• [STATED TASK]: Rewrite all the records below, putting "occurrence" wherever "instance" appears and leaving everything else unchanged.

━━━ PROVIDED INFORMATION ━━━

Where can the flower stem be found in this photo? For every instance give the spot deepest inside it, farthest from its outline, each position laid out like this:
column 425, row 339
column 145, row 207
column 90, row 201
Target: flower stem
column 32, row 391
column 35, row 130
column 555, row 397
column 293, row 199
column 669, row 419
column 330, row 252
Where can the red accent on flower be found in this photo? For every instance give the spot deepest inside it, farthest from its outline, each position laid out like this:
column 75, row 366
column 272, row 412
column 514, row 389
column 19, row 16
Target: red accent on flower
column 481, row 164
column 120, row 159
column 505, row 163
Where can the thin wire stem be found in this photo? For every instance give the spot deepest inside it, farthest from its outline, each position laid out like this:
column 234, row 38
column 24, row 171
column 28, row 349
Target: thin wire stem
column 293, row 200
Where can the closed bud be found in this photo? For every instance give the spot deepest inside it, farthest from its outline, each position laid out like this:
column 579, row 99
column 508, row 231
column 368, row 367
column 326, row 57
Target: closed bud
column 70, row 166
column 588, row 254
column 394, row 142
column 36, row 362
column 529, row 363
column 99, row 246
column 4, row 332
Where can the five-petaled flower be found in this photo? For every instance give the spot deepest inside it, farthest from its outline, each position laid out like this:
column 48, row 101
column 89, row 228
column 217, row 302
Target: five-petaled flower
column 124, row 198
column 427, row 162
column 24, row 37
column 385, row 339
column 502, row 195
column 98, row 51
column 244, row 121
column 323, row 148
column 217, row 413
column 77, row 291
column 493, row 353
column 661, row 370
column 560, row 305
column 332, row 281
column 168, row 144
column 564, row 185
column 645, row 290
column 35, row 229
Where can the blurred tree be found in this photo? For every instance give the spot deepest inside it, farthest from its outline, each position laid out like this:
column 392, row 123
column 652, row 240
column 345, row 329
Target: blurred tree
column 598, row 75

━━━

• [RESPONSE TO THE EXERCISE]:
Where can the flower stem be found in this photo? For every occurrence give the spot deepest inside it, farthest from its outline, each position laid out like this:
column 425, row 339
column 145, row 207
column 90, row 201
Target: flower stem
column 32, row 391
column 35, row 130
column 555, row 397
column 293, row 199
column 669, row 419
column 330, row 252
Where can the red accent on flower be found in this photo? For every occurrence give the spot deepest inside it, farthest from its outline, each position laid out like this:
column 75, row 366
column 272, row 412
column 514, row 389
column 19, row 16
Target: red accent on flower
column 481, row 164
column 120, row 159
column 505, row 163
Where can the thin wire stem be found in this photo? For every occurrence give the spot deepest inside it, farthest from its outline, each position laid out like this:
column 234, row 38
column 24, row 171
column 28, row 349
Target: thin wire stem
column 293, row 200
Where can the closed bud be found in this photo? For every occurrence give the spot deepest inside it, farthest from its outline, each position laid out like this:
column 579, row 99
column 508, row 231
column 368, row 367
column 326, row 57
Target: closed bud
column 70, row 166
column 588, row 254
column 394, row 142
column 36, row 362
column 529, row 363
column 99, row 246
column 4, row 332
Where can the five-petaled flower be found in this photo? For every occurrence give the spot deepest inside it, farthest from its outline, each position laid out like this:
column 48, row 101
column 89, row 228
column 217, row 302
Target: five-petaled flower
column 124, row 198
column 427, row 162
column 24, row 37
column 385, row 339
column 502, row 195
column 98, row 51
column 244, row 121
column 323, row 148
column 217, row 413
column 77, row 291
column 493, row 353
column 661, row 370
column 560, row 305
column 332, row 281
column 168, row 144
column 564, row 185
column 645, row 290
column 35, row 229
Where can the blurred tree be found in this photo? For every occurrence give the spot deepest inside it, farthest from its outline, each position laid out like this:
column 392, row 123
column 652, row 240
column 345, row 329
Target: blurred tree
column 598, row 75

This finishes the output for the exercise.